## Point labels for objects
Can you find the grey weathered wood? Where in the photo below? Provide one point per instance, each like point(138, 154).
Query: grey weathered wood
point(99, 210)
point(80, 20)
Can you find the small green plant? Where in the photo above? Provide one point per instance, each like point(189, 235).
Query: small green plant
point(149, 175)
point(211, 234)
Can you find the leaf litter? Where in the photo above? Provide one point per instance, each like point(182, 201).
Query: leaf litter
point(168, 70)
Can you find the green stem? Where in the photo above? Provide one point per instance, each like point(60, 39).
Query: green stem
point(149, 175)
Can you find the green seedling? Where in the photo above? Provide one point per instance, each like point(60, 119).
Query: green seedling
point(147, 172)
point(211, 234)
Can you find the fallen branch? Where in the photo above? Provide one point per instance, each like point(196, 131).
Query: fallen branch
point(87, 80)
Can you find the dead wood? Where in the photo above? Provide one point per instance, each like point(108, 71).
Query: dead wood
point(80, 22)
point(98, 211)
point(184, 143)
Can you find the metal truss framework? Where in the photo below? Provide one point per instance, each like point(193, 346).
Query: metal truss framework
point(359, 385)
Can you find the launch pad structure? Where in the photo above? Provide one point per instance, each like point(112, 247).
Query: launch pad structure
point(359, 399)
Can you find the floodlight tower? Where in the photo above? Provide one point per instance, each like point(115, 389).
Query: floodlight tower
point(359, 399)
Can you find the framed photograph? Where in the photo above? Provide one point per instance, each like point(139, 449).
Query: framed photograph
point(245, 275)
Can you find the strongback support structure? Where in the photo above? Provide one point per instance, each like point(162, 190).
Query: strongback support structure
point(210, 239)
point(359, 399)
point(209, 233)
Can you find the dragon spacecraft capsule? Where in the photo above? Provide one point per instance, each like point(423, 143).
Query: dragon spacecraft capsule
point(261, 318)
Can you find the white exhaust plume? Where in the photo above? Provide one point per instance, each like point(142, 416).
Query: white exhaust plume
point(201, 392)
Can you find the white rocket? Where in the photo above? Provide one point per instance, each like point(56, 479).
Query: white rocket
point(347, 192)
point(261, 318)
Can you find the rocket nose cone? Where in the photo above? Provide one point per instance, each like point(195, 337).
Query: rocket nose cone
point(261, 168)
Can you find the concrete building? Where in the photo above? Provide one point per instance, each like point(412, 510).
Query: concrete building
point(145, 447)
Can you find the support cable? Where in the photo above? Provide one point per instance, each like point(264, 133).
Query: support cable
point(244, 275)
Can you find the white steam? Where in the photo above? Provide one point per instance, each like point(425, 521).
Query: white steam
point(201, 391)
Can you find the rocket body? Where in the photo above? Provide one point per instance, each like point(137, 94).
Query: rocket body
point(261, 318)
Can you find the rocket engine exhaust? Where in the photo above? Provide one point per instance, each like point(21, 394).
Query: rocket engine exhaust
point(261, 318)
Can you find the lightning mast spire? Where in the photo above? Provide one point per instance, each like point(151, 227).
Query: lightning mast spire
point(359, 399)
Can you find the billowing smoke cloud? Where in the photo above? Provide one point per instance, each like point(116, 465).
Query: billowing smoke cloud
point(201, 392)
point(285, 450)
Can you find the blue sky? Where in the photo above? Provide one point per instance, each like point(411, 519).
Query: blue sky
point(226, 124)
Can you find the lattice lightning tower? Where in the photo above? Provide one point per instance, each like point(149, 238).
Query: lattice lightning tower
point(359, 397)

## Problem to work on
Copy out the records word for word, from the line holding "Can you find the rocket engine" through the end of the records, including both the first and the last line.

## Response to the exercise
Can you find the rocket engine exhaust? Where in the photo above? Provide one point per instance, each like point(21, 394).
Query: rocket engine exhaust
point(261, 318)
Can you find the lightning mast spire? Where in the photo above? Provide one point per instance, each like point(151, 227).
Query: lightning mast spire
point(359, 399)
Can you find the billowing smoke cloud? Where in the photo above? Provide one point per instance, each like point(116, 465).
Query: billowing smoke cloud
point(201, 392)
point(285, 450)
Can you find the blue sky? Where in the photo above? Provide one point per instance, each like point(411, 519).
Query: blue sky
point(226, 124)
Can you find the lattice lightning tower? Where in the photo above? Provide one point per instance, each like point(149, 238).
Query: lattice lightning tower
point(359, 397)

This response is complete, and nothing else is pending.